▶ [RECORDS SUPPLIED]
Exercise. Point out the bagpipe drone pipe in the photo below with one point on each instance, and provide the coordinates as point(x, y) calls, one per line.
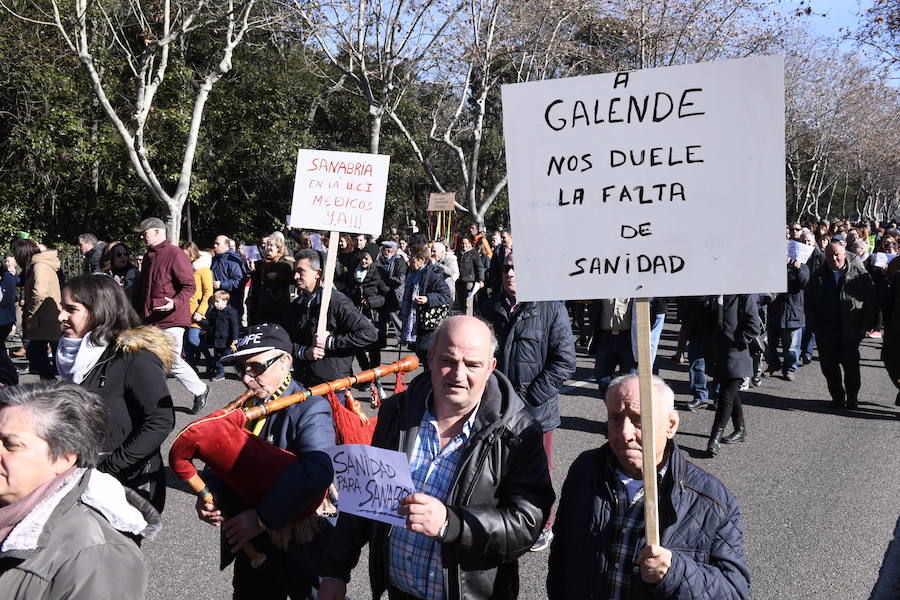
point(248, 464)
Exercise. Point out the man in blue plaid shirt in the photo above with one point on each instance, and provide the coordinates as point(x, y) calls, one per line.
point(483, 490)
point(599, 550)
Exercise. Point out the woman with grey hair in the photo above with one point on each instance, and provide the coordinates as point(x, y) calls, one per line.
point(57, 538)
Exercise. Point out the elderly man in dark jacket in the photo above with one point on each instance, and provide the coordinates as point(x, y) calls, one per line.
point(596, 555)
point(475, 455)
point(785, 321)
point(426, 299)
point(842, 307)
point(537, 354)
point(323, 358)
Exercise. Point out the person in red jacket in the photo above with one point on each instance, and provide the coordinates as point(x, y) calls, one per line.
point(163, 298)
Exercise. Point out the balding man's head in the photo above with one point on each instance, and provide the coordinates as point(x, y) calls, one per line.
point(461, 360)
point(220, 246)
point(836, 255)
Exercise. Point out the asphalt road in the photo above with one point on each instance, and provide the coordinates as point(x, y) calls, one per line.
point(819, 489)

...

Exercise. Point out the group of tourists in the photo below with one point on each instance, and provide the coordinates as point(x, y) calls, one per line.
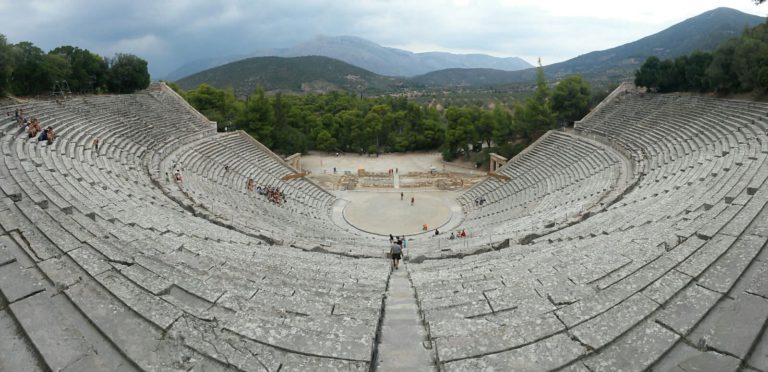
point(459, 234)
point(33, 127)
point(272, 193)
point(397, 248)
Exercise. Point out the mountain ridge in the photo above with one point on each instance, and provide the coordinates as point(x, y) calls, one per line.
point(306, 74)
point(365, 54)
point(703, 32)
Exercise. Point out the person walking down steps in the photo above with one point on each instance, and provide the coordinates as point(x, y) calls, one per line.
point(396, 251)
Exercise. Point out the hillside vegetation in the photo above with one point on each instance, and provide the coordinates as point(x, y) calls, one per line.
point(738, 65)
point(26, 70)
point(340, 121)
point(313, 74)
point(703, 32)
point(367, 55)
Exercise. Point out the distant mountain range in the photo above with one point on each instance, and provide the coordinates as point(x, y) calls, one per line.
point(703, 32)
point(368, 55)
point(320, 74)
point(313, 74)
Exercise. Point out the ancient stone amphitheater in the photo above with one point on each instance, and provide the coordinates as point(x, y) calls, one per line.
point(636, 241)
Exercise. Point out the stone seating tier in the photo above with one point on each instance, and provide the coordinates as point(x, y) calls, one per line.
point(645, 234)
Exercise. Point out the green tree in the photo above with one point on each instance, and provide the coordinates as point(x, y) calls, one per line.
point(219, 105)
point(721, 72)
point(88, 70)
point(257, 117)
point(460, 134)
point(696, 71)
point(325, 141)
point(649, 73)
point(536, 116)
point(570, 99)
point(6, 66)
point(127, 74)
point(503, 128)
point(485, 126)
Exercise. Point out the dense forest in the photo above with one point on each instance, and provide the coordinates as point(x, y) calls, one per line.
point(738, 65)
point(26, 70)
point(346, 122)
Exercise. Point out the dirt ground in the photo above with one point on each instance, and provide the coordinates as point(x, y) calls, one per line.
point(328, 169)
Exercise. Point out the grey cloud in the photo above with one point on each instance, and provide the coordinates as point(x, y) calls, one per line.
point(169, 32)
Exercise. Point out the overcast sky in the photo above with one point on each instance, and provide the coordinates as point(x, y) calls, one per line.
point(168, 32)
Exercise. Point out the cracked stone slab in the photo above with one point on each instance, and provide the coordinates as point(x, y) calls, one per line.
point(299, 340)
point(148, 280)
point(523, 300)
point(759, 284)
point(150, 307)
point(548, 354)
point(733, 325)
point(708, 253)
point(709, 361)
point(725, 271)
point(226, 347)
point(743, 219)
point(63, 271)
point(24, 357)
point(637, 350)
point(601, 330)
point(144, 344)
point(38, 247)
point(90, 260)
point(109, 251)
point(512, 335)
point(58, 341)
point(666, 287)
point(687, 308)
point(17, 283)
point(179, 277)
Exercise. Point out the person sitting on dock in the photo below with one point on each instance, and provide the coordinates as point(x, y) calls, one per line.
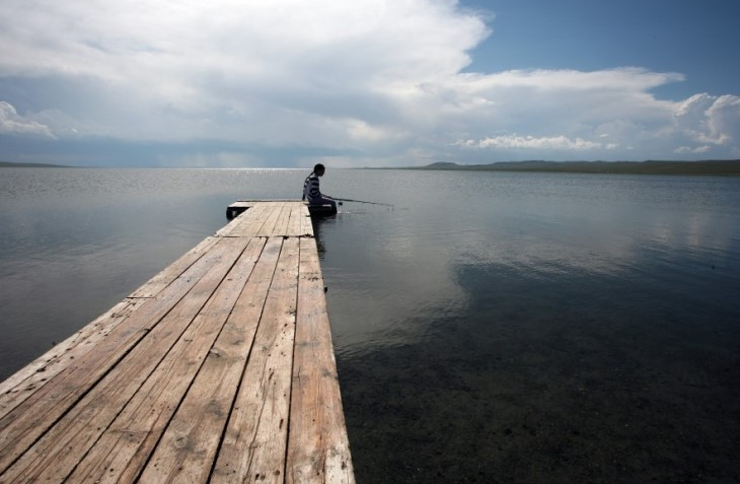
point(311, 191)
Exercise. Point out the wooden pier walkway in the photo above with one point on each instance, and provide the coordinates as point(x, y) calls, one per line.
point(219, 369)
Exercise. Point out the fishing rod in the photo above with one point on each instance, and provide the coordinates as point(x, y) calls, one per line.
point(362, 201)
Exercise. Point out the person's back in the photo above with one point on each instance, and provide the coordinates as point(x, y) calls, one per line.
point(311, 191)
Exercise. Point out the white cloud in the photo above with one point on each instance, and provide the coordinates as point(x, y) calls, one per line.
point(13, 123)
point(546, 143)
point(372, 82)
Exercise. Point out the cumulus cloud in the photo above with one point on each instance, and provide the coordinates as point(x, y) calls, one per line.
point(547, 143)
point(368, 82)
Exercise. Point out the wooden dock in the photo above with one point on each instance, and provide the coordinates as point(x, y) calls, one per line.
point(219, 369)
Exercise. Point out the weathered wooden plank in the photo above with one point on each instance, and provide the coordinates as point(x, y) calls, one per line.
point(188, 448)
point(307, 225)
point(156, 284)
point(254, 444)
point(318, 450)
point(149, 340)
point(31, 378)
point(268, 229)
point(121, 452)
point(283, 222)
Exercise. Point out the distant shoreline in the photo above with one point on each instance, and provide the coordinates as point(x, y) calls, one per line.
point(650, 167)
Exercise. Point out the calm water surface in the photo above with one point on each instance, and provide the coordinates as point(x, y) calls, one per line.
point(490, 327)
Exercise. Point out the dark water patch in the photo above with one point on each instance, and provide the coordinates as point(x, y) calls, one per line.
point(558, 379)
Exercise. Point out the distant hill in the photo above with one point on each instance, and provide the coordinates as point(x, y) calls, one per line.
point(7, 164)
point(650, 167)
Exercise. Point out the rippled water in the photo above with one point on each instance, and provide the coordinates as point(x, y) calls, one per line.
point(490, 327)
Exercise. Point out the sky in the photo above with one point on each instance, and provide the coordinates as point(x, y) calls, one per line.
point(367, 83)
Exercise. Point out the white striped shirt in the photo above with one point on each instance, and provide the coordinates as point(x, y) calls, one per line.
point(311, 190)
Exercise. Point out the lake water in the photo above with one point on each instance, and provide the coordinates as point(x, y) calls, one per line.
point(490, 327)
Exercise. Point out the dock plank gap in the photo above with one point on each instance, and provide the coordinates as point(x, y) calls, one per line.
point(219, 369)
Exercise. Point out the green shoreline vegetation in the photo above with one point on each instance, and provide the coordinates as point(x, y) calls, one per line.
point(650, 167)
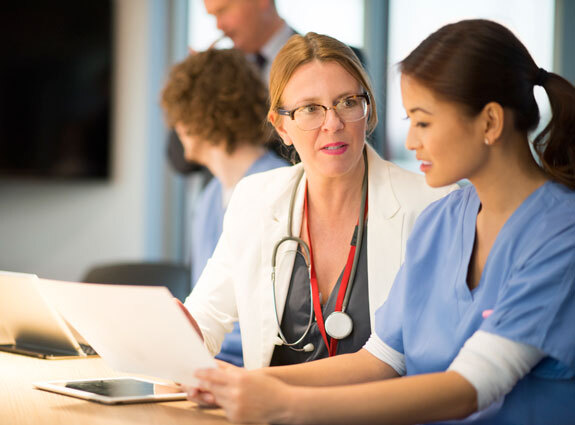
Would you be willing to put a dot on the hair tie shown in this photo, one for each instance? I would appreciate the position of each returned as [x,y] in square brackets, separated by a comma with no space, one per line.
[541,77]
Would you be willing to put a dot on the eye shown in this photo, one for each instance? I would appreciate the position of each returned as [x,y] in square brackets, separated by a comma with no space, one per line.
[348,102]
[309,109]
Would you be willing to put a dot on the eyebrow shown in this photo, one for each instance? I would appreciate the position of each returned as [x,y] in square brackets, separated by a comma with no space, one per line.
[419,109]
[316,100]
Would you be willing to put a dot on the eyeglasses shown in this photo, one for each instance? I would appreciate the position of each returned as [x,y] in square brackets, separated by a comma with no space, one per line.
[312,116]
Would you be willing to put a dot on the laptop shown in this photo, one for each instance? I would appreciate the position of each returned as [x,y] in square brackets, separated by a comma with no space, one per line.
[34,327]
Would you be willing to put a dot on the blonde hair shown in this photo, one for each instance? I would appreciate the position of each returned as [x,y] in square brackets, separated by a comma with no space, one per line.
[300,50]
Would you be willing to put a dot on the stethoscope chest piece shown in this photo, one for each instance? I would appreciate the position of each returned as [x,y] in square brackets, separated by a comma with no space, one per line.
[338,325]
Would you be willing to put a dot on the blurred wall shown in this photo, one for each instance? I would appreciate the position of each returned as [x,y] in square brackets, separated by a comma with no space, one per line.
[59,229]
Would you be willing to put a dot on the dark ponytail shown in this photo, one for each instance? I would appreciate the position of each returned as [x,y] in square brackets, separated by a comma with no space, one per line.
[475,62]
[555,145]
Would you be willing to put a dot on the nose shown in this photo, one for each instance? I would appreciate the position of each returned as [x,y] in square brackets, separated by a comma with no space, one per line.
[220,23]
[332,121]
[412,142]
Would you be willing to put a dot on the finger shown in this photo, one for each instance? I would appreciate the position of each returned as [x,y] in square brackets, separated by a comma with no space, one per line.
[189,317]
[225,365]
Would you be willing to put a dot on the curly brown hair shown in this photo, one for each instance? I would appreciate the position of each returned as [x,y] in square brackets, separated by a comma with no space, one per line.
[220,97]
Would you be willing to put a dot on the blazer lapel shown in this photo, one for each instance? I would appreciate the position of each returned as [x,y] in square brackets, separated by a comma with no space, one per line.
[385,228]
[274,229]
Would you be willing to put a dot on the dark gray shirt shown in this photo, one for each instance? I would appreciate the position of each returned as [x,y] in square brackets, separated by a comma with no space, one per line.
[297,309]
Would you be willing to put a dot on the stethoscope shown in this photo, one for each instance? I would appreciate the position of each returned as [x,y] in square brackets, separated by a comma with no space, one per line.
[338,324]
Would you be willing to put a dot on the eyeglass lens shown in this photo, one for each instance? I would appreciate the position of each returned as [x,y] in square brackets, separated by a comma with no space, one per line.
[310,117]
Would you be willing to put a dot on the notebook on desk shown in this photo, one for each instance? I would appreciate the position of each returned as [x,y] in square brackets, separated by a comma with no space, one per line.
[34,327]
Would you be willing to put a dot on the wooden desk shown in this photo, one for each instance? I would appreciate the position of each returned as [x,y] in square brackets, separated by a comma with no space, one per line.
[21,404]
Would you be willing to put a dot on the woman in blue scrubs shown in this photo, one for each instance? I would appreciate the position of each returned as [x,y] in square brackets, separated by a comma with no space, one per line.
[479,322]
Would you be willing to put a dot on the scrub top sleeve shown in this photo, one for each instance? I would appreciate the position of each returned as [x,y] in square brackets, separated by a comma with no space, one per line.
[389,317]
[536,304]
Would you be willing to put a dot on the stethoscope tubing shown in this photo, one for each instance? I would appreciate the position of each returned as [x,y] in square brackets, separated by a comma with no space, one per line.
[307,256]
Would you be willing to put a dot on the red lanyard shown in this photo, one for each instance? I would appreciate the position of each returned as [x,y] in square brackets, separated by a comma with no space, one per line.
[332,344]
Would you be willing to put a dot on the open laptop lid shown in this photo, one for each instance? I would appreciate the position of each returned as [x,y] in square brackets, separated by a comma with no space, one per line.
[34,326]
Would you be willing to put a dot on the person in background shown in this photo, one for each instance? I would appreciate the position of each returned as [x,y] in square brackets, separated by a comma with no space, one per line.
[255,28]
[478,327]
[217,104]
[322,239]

* * *

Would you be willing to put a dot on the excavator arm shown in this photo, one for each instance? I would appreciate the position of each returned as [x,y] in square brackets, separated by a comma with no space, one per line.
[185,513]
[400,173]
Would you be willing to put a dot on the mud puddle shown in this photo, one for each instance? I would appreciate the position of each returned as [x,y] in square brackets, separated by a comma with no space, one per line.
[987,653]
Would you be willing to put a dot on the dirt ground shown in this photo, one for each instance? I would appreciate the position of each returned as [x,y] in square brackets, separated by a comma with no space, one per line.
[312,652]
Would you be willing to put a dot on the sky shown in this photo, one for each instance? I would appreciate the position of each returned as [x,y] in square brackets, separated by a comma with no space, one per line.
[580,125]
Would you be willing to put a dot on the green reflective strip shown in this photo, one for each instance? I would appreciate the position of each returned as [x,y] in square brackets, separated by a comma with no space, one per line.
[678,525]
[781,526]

▶ [WHAT YOU WILL DO]
Rescale the items from the line containing "Exercise. Point out the cracked" through the line containing "point(368, 82)", writing out every line, requests included, with each answer coordinate multiplied by 2.3 and rounded to a whole number, halves rounded up. Keep the requests unchanged, and omit the pictures.

▶ [ANSWER TO THE TASK]
Exercise. Point out the cracked stone slab in the photo above with one point on each instance, and provide the coordinates as point(x, y) calls, one per line.
point(688, 782)
point(340, 644)
point(1203, 690)
point(1746, 653)
point(345, 706)
point(1260, 814)
point(1686, 748)
point(1628, 582)
point(1631, 830)
point(1668, 623)
point(520, 798)
point(1709, 504)
point(145, 623)
point(55, 821)
point(1465, 805)
point(1382, 759)
point(331, 791)
point(87, 568)
point(207, 598)
point(251, 577)
point(1178, 771)
point(133, 784)
point(1532, 660)
point(1580, 708)
point(39, 651)
point(412, 637)
Exercise. Point out the person sitting on dock in the photo below with one point on each instance, and provide the coordinates as point(x, y) calls, one per line.
point(715, 439)
Exercise. Point out the wooden pier walkway in the photo above with one point on each instance, and provide the coordinates as point(x, y) calls, one per line.
point(504, 849)
Exercise. Point out the fishing rod in the photo above with one point on each instance, and provide the coordinates as point(x, y) calls, one per line.
point(833, 462)
Exercise. Point out the person's back in the photo above with one point on each instance, and provide the coordinates as point(x, y) calls, one per line.
point(715, 439)
Exercise. Point out the white cloud in the photo above with one point on each instance, and provide the coordinates as point(x, y) calls, one per line.
point(30, 283)
point(1256, 329)
point(856, 189)
Exercise. Point out the cumulus cloud in the photo above with one point on each instance, and provide the coordinates as point(x, y) calls, one per line.
point(1258, 329)
point(846, 189)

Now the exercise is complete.